Top of SOURCE MATERIAL
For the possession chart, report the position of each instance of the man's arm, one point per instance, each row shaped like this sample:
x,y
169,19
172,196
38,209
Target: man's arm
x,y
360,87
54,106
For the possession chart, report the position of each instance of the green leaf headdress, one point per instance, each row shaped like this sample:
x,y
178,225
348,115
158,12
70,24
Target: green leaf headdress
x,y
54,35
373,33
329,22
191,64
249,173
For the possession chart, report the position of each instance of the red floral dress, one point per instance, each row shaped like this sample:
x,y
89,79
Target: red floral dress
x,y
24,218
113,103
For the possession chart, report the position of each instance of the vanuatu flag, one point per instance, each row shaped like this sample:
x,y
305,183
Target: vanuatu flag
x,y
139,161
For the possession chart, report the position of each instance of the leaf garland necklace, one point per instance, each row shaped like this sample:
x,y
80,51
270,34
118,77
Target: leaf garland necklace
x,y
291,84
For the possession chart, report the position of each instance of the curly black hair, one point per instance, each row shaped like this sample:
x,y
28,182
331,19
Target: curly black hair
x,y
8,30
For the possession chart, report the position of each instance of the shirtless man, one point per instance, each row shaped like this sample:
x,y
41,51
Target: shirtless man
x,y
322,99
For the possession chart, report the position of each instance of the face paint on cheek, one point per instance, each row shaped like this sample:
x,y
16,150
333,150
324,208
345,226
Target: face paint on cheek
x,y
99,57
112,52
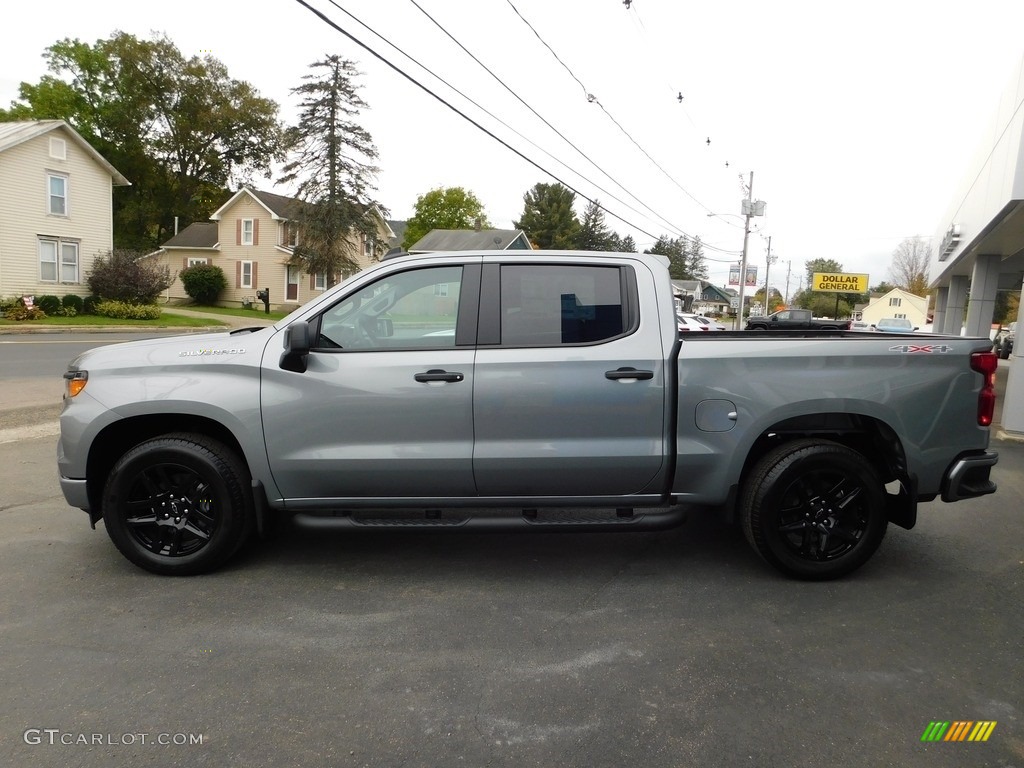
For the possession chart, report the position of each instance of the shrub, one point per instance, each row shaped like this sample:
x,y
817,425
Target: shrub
x,y
124,275
49,304
126,310
18,311
72,304
203,283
Bottom of SOURCE MATERIAL
**DESCRIPTION OF THE TASK**. Repeat the records exactly, without the pictures.

**FINISHED TASK**.
For the possession chart, report the position of each instance of the man's arm, one point per instance, each row shaped like this sample:
x,y
169,19
172,196
38,209
Target: man's arm
x,y
360,87
54,106
For the possession chart, report the position of each instance of the green leaf headdress, one point per instance, each row shaped like this sample:
x,y
178,225
348,115
158,12
70,24
Target: green leaf headdress
x,y
54,35
373,33
329,22
191,64
249,173
For the possession chart, report the position of each instance of the red floral dress, one point per instance, each row shaped like this sample:
x,y
89,79
Target: red floral dress
x,y
24,218
113,103
For the possession chart, report the position of each instance of the vanuatu flag, one point per instance, each row shaped like this sample:
x,y
305,183
Target: vanuatu flag
x,y
139,161
For the possession chart, report the position of each instance of the leaf garland necklace, one point per instance, each row shaped like this sample:
x,y
80,51
270,34
118,77
Target: leaf garland necklace
x,y
291,84
For the possession chart, report the position of each instance of the curly black hair, one point per instance, each row shaped like this sample:
x,y
28,182
331,19
Target: curly black hair
x,y
8,30
For the possession chart, report the position of each instance of the shirtless man, one point per instance, each row shaped like this sample:
x,y
41,51
Target: shirtless man
x,y
322,99
For the possession chart, report the position of each instance of the face paint on cheek, one point per instance, each row shaped like this sample:
x,y
16,150
333,150
324,208
345,226
Target: face paint on cheek
x,y
99,57
112,52
For the possession chart, report the position of each instance of the shrub, one point per instance, each row shaped like this sample:
x,y
817,425
Target: shrub
x,y
124,275
49,304
126,310
18,311
72,304
203,283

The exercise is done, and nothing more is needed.